- Set problem 1 -
In the tender offer report summary, list every capitalized term that follows the word "the" in the middle of a sentence, such as "the Transaction."
- Set problem 2 -
Continue the tender offer report summary, picking up after its last sentence.

- Text section -
· · · · ·
The following is a summary of the written report.

  1. The reasonableness of the purposes of the Transaction (including whether the Transaction will enhance the corporate value of the Company).
    For the reasonableness of the purposes of the Transaction, even after the Amendment of the Tender

Offer Terms, there is no change in the original purposes of the Transaction to enhance the corporate value in the medium-to-long term by establishing group management system through the process to take the Shares private, and to implement the business structure reform rapidly. However, since there is a change in the facts forming the basis of the opinions described in the Written Report dated May 7, 2020 ("Original Opinion,") a need arises to examine whether the Original Opinion should be changed.
· · · · ·
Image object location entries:
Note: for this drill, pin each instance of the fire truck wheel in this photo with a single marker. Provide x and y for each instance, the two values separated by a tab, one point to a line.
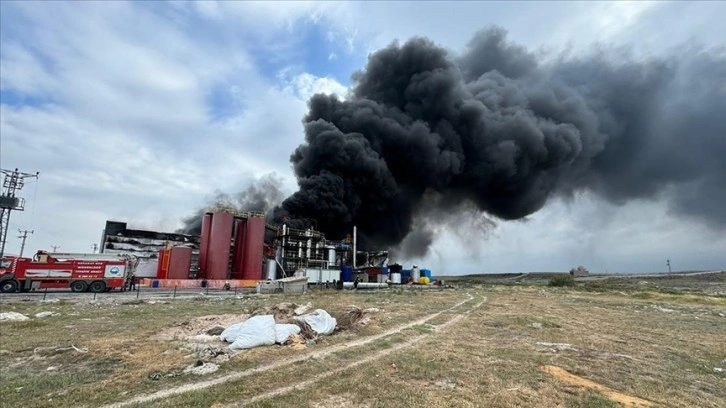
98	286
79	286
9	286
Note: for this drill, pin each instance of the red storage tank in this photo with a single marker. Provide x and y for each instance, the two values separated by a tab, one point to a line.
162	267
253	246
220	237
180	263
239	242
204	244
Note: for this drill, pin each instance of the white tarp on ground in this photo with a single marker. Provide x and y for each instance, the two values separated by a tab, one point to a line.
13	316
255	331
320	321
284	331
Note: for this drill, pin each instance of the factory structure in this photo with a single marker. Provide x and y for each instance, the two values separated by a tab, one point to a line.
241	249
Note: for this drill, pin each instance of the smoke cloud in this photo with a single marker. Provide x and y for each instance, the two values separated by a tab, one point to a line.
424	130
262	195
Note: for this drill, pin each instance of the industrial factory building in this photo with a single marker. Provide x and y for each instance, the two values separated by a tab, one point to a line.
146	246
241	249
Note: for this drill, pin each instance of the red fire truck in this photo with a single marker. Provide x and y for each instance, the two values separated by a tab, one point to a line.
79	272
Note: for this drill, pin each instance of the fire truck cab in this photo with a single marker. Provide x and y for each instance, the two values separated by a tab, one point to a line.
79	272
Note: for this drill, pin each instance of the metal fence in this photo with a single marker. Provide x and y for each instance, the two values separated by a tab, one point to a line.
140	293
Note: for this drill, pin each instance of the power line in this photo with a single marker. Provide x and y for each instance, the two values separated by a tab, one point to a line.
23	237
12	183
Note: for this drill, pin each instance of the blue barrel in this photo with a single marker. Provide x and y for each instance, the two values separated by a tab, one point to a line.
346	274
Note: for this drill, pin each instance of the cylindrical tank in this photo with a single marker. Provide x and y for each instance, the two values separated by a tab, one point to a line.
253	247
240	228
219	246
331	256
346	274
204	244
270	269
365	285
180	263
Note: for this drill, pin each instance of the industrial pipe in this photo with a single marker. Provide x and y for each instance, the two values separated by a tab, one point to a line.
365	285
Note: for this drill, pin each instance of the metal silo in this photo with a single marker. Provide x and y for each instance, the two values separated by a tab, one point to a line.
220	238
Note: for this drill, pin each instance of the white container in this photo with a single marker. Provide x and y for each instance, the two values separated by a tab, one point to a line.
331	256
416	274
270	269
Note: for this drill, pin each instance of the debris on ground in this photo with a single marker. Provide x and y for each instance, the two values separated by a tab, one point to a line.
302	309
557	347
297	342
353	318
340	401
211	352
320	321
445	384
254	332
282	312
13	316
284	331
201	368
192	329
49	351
· · · · ·
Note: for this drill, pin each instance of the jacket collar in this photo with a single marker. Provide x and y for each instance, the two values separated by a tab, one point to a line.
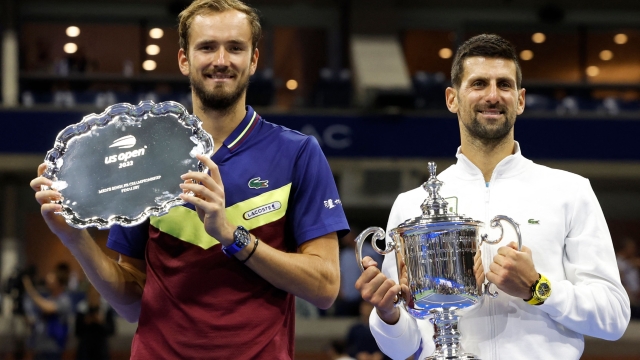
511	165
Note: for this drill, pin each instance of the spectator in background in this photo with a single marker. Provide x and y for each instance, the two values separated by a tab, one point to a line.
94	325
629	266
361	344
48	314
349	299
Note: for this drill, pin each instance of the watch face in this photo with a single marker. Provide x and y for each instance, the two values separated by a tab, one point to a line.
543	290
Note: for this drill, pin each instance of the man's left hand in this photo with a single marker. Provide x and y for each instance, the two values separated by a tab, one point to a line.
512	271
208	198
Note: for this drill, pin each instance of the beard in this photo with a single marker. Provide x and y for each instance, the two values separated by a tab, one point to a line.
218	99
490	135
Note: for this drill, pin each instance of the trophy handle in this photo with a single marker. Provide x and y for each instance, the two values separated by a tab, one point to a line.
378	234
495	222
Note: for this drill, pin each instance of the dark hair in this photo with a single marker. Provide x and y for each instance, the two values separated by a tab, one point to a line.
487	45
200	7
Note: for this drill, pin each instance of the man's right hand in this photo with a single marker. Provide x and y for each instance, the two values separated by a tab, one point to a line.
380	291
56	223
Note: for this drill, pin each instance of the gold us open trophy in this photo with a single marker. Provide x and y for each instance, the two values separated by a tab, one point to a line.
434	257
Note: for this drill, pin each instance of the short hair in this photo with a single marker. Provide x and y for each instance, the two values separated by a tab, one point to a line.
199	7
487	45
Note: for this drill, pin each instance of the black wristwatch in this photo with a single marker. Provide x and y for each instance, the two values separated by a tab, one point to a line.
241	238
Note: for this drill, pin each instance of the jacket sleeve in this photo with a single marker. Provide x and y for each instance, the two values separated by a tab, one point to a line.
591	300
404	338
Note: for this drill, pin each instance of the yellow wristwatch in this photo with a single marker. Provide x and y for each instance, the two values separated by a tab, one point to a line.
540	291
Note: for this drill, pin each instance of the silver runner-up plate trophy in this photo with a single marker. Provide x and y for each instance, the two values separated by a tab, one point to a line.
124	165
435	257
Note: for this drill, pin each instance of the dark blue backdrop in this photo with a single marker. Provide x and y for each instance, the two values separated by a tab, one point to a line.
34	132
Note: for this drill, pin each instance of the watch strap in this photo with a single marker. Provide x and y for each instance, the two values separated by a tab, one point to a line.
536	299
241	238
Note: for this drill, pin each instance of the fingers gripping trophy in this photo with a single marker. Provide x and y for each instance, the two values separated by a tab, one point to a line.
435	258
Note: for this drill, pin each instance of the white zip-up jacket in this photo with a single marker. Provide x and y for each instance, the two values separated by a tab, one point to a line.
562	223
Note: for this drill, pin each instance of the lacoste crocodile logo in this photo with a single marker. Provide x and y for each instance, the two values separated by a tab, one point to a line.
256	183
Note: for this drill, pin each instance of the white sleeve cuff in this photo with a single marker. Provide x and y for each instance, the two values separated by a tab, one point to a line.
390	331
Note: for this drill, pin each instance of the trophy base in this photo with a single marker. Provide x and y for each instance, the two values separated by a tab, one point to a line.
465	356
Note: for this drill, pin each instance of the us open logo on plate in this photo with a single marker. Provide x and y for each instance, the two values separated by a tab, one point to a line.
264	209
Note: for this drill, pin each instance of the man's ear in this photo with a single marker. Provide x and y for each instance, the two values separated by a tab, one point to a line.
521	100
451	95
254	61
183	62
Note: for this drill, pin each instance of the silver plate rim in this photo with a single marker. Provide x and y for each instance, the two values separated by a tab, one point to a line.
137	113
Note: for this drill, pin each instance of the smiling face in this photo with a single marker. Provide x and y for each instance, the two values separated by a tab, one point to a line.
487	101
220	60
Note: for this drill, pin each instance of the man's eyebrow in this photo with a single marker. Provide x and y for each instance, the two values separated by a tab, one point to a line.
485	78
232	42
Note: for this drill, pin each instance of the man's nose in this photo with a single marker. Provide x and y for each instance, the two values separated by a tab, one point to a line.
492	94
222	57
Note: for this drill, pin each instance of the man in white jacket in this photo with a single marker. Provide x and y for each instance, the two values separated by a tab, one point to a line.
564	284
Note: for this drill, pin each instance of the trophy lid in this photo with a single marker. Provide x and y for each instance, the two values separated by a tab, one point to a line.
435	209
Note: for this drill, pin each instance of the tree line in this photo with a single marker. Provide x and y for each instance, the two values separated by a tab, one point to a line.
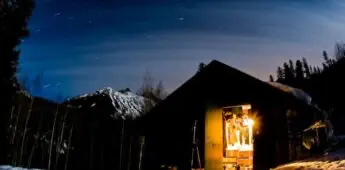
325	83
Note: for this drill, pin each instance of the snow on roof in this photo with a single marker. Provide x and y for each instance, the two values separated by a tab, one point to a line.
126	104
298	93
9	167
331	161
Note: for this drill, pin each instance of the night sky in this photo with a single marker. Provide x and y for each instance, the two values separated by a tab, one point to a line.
· · · · ·
- Response 1 -
- Transaction
- Company
- Amendment of the Tender Offer Terms
- Shares
- Written Report
- Original Opinion

- Response 2 -
Through interviews with the Tender Offeror, the Special Committee received an explanation on the background and content of the Amendment of the Tender Offer Terms, the negotiation process and the outline of the agreement between the Tender Offeror and Effissimo, and a series of these processes and transactions. Also, it received an explanation from the Company on the progress of negotiations made with Effissimo. The outline of those explanations is as follows:

  1. Effissimo holds the Shares in the medium-to-long term. From about five years ago, it has a track record of repeated discussions and consideration with the Company on various measures for enhancing the Company's corporate value, including the Company's business structure reform; however it has not presented any opposing or competing opinion against the Company's management policy so far,
  2. Though Effissimo has no plans to dispatch any officer or staff members to the Company, it has expressed its intention to support various measures jointly, which are expected to be implemented by the Tender Offeror following the Tender Offer, and
  3. Through the investment in the Company, Effissimo intends to gain only economic benefit under its capital contribution ratio by subscribing for nonvoting shares issued by BCJ-43 through ECM Master Fund.Therefore, the said scheme will not cause any confrontation or conflict, such as the difference in the management policy between Bain Capital and Effissimo, after the implementation of the Transaction; thus, the scheme is acceptable.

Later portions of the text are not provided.